[Stored data entries]

+++++

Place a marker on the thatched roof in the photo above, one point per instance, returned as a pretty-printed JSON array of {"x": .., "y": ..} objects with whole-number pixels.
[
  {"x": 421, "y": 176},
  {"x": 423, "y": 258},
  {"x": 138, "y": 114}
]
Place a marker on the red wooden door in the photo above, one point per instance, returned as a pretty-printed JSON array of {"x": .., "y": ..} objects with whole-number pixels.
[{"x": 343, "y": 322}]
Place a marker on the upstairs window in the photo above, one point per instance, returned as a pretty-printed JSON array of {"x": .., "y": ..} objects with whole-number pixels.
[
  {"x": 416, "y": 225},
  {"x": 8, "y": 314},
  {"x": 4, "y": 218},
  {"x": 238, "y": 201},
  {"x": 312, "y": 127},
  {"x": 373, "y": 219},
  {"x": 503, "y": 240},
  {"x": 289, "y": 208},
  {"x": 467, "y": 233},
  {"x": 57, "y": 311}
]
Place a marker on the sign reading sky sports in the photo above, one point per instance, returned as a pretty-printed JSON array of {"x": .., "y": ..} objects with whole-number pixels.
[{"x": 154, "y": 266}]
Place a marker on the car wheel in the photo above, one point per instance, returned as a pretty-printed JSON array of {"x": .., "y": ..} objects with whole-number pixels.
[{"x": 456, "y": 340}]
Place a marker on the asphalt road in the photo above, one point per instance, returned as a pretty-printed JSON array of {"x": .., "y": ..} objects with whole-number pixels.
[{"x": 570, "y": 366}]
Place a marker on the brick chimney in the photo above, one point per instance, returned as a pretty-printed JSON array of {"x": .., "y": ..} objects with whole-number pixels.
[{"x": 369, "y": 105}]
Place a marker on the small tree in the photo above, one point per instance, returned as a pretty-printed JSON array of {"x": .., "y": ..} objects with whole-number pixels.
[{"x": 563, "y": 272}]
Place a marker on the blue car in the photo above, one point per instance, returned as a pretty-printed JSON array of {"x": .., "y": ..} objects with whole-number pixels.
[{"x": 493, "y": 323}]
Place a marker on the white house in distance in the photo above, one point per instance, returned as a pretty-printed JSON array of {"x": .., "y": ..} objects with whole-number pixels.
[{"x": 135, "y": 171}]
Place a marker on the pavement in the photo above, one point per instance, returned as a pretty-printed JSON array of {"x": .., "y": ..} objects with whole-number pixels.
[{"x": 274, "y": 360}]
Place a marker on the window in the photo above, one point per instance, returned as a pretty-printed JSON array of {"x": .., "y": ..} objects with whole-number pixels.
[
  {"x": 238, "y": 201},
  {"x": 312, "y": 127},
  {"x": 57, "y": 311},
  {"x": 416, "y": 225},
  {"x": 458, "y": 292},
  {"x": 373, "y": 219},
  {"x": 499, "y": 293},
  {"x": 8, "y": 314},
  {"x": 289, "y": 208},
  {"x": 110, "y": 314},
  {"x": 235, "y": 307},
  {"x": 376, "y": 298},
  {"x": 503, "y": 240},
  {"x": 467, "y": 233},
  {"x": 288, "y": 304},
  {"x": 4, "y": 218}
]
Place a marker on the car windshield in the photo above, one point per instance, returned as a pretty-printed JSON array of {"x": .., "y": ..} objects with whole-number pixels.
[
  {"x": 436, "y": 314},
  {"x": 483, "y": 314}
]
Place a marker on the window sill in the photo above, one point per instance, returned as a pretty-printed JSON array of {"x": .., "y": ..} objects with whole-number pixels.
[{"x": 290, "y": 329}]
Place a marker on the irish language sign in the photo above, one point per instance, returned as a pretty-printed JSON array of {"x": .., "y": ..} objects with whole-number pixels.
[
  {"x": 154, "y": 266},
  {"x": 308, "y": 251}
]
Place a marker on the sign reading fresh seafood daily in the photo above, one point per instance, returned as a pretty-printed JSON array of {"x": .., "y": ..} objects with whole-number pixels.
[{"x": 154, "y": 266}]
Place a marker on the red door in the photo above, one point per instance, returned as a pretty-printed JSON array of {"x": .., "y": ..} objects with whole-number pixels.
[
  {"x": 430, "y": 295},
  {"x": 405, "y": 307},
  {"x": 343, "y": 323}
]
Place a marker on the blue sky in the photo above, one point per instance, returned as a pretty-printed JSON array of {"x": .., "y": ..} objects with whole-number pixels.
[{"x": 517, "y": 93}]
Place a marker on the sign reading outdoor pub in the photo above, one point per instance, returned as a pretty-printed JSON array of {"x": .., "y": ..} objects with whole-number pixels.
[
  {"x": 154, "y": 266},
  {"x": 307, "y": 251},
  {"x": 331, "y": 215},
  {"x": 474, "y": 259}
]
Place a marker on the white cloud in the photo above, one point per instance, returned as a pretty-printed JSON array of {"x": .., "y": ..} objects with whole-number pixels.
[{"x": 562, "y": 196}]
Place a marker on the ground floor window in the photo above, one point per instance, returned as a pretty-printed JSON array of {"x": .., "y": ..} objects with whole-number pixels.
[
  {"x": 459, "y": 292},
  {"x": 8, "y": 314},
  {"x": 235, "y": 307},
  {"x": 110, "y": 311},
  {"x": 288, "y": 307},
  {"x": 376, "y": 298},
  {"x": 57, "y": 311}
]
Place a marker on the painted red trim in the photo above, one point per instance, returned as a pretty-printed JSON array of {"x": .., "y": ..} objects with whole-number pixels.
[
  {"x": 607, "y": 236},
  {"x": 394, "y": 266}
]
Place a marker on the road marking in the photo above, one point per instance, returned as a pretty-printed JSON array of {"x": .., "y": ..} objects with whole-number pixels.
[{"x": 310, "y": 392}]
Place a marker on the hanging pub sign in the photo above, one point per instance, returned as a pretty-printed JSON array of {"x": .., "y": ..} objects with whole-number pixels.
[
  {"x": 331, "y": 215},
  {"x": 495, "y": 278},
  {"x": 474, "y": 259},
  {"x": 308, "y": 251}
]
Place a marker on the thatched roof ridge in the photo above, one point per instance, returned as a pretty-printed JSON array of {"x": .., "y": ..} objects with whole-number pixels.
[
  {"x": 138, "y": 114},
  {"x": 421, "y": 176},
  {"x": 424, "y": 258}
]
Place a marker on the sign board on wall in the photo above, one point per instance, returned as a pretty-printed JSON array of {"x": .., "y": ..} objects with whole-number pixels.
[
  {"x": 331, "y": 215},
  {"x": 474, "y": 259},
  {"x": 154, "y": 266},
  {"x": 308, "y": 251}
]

+++++

** DESCRIPTION OF THE TASK **
Your output should be the lines from the one with "Place a marker on the ground" through the last line of the entries above, copied exactly and nothing more.

** FINISHED EXERCISE **
Place a marker on the ground floor window in the photo above, one point per instance, returned as a pretty-printed JSON array of {"x": .., "y": ..} objects with whole-number pixels.
[
  {"x": 459, "y": 292},
  {"x": 8, "y": 314},
  {"x": 235, "y": 307},
  {"x": 110, "y": 311},
  {"x": 288, "y": 307},
  {"x": 376, "y": 298},
  {"x": 57, "y": 311}
]
Place a marker on the painted red trim in the photo above, one point per instance, returned as a pretty-printed JSON array of {"x": .., "y": ..} objects with whole-number pixels.
[
  {"x": 607, "y": 236},
  {"x": 394, "y": 266}
]
Place a marker on the road marking in the photo above, one point per instance, returned as a pretty-printed JSON array of {"x": .., "y": ..} objects with whole-number pixels.
[{"x": 310, "y": 392}]
Place a marker on the hanging pub sign in the photo above, one point per instance, returned as a pretty-printed JSON array of {"x": .., "y": ..} objects with whole-number pixels.
[
  {"x": 331, "y": 215},
  {"x": 495, "y": 278},
  {"x": 474, "y": 259},
  {"x": 308, "y": 251}
]
Place a marker on the thatched roof ridge in the photo above, one point per instance, returned as a pretty-printed JSON array of {"x": .., "y": ..} objects with whole-number pixels.
[
  {"x": 138, "y": 114},
  {"x": 421, "y": 176},
  {"x": 424, "y": 258}
]
Place a marker on the sign board on wall in the photo above, one point per instance, returned as a pretty-printed JSON array of {"x": .., "y": ..} objects with whole-number pixels.
[
  {"x": 331, "y": 215},
  {"x": 474, "y": 259},
  {"x": 154, "y": 266},
  {"x": 308, "y": 251}
]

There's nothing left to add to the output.